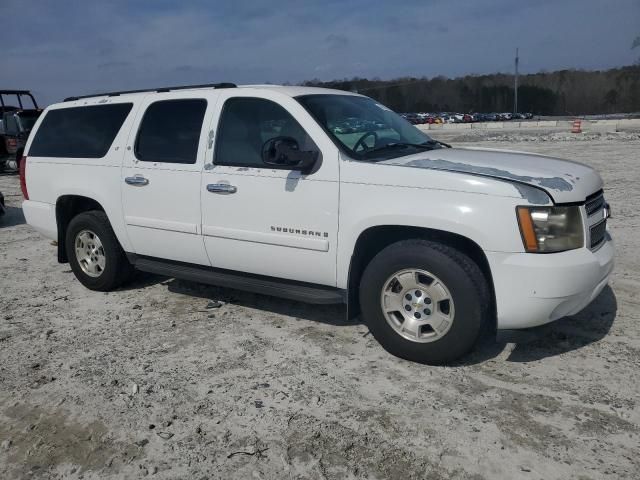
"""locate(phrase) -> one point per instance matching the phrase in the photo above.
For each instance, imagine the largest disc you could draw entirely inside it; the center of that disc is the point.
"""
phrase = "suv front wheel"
(424, 301)
(94, 253)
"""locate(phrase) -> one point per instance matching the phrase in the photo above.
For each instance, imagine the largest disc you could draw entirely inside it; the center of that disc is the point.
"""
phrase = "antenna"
(515, 89)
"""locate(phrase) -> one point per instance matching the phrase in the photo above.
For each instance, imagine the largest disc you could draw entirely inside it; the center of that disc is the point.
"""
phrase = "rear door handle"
(137, 181)
(223, 188)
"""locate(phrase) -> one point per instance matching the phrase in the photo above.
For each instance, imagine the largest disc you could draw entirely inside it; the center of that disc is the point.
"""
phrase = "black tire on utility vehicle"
(424, 301)
(94, 253)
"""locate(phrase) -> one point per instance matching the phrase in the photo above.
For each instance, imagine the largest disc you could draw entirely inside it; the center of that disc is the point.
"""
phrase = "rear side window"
(170, 131)
(79, 132)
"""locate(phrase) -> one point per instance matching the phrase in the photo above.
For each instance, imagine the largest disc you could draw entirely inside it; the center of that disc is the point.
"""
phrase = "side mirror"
(285, 153)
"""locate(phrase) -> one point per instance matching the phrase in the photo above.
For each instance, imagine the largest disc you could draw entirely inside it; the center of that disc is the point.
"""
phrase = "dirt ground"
(149, 381)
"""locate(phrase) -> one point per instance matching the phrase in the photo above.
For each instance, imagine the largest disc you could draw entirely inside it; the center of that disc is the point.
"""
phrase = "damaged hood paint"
(563, 180)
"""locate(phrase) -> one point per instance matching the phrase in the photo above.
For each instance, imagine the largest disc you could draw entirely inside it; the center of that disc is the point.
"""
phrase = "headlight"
(550, 229)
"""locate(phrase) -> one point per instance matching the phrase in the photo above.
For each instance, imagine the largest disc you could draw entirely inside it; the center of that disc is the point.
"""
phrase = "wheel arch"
(67, 207)
(375, 238)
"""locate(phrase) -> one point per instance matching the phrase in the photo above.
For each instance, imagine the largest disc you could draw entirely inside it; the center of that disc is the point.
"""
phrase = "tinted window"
(79, 132)
(170, 131)
(247, 123)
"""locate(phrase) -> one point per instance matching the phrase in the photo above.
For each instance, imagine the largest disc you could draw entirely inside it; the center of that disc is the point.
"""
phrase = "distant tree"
(545, 93)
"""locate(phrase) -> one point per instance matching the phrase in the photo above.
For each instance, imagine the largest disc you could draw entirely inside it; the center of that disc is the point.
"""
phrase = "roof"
(292, 91)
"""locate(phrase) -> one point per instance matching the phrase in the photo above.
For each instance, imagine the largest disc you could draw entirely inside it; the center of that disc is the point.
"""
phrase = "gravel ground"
(149, 381)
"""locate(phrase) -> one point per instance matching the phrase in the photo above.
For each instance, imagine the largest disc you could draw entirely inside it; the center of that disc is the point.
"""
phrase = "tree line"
(563, 92)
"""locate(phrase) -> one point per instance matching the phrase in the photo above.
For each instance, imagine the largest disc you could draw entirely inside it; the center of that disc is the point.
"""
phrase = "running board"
(299, 291)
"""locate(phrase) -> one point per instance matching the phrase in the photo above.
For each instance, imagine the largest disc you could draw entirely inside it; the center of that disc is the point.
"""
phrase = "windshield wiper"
(428, 145)
(389, 146)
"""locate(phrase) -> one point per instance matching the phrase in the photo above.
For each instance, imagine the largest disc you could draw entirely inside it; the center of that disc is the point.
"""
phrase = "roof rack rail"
(161, 89)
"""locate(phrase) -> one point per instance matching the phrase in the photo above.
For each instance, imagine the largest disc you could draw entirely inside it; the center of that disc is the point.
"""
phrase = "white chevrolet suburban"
(321, 196)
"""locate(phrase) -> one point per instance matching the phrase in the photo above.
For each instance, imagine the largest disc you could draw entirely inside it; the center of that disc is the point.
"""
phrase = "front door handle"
(223, 188)
(137, 180)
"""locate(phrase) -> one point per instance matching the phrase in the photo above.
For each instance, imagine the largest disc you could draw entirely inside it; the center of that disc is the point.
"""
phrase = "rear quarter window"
(79, 132)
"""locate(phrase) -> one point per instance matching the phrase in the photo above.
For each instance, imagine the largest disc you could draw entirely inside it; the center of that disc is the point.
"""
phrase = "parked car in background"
(16, 123)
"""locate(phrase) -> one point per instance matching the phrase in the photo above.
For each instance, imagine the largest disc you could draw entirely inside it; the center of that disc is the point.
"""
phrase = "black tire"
(117, 269)
(463, 278)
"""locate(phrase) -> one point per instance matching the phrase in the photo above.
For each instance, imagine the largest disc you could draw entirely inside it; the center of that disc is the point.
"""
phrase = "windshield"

## EXERCISE OBJECTIVE
Images in the records should not be copied. Repeat all the rest exactly.

## SOLVED EXERCISE
"""locate(phrase) -> one point per instance matching the phrase in the photo above.
For each instance, imagine the largest disc you could draw entirely inside it; the center of that disc is the point.
"""
phrase = "suv front wheel"
(424, 301)
(94, 253)
"""locate(phrase) -> one point per instance matching the phrase in the photo above.
For each instance, imagine the largest disc you could draw entirely inside it; the center of that disc is the point.
"""
phrase = "antenna"
(515, 89)
"""locate(phrase) -> one point per instance matching the phrase in the photo above.
For each instance, imagine the largest disc you could draw entirely inside it; the center of that disc is the point.
"""
phrase = "rear door handle"
(137, 181)
(223, 188)
"""locate(phrase) -> one point per instance matching the phrase in the photo above.
For each instance, imagine the largest disc you could draw entirely inside it; the center of that disc is the point.
"""
phrase = "black tire on utility vehicle"
(424, 301)
(94, 253)
"""locate(phrase) -> one point per instance matching the phrase in the photo above.
For each instance, imagine the largest disc you could draw entirely inside it; the center of that disc is the point.
"""
phrase = "rear side window"
(170, 131)
(79, 132)
"""locate(phrase) -> one point per instance matching the phrase in the photo above.
For each instance, imagine the largest disc you could draw entirely inside it; the center of that disc is the point.
"""
phrase = "side mirror"
(285, 153)
"""locate(phrase) -> one point per instance matching the phrase in the photo above.
For each instance, imagine the largest disc you could draw entirely inside it; the center of that disc is the point.
"""
phrase = "dirt ground"
(149, 381)
"""locate(phrase) -> one point per instance matching the phrase in the photo above.
For each instance, imagine the largest disc you could draw entirely inside it; the center of that disc is the point.
"""
phrase = "damaged hood paint"
(563, 180)
"""locate(phrase) -> one point per instance matching the phrase in the photo above.
For each instance, imagine the largest disc you could draw entirely inside it; the center of that disc is the point.
"""
phrase = "headlight"
(550, 229)
"""locate(phrase) -> one point per instance matching the phrase in the photo above.
For each instance, imagine the largest disc you could draw entirely inside it; the center of that disc is the point.
"""
phrase = "wheel arch"
(67, 207)
(375, 238)
"""locate(phrase) -> one point per instance matching the phrase in the photo above.
For each instance, imagine the largest disc you could draw entirely inside it; the center of that disc is the point.
"""
phrase = "tinted window"
(79, 132)
(170, 131)
(247, 123)
"""locate(phrase) -> one point per instance matching the phrase in the photo above.
For each instance, imagine the largest disc you could draw entirely inside it; the center of that disc is the point.
"""
phrase = "distant tree"
(545, 93)
"""locate(phrase) -> one point per instance matching the phrase in the photo above.
For each instance, imagine the largest disc you could draw entirely inside it; the center of that disc is the point.
"""
phrase = "roof"
(292, 91)
"""locate(phrase) -> one point per instance matching the phrase in the photo above.
For each instance, imagine the largest disc you could draw entirely inside it; the center of that disc is the point.
"""
phrase = "gravel ground"
(149, 381)
"""locate(phrase) -> one point per instance matching the phrase in the photo above.
For each instance, imagine the largest disc you could draw entirely inside it; the center of that disc is the point.
"""
phrase = "tree line"
(563, 92)
"""locate(phrase) -> one point per instance matching the phrase in the photo above.
For each instance, imagine the largest disc you could draw entirely inside it; the center of that disc is the point.
"""
phrase = "running board"
(299, 291)
"""locate(phrase) -> one point per instance matching the phrase in the photo above.
For each instance, imagine the largest disc you could draw entirely inside it; the center of that disc is the point.
"""
phrase = "windshield wiper"
(428, 145)
(389, 146)
"""locate(phrase) -> one point per instance matching the phrase in the photo above.
For each instance, imagine the largest disc you could draw entirely inside it; the center of that disc is the point.
"""
phrase = "roof rack rail"
(161, 89)
"""locate(phrase) -> one point per instance matching the phrase in the photo above.
For each instance, imagine the largest disc you could draw entirely inside it; the center of that disc is the point.
"""
phrase = "white chevrolet suburban"
(321, 196)
"""locate(phrase) -> one point per instance matching the phrase in the photo above.
For each instance, imagine the largest disc you could draw entirely inside it; the center of that disc is the point.
"""
phrase = "front door handle"
(223, 188)
(137, 180)
"""locate(phrase) -> one point per instance matching the phrase in the photo above.
For each instance, imagine the largest disc you could draw entirely inside it; the center of that disc is the point.
"""
phrase = "rear quarter window"
(79, 132)
"""locate(phrase) -> one point per instance matching the phrase in the photo above.
For each instance, imagine the largest disc you could draw entirely inside it; the center of that disc is the point.
"""
phrase = "parked car in background"
(16, 123)
"""locate(phrase) -> one point per instance matching the phrase in the photo above.
For each instance, imagine the largest disc you could draw entirely inside it; the center of that disc is the point.
"""
phrase = "black tire"
(117, 269)
(463, 278)
"""locate(phrase) -> one point per instance matching the phrase in the photo above.
For each instance, imagine the largest disc you could draw entirely inside it; the center of that disc is the point.
"""
phrase = "windshield"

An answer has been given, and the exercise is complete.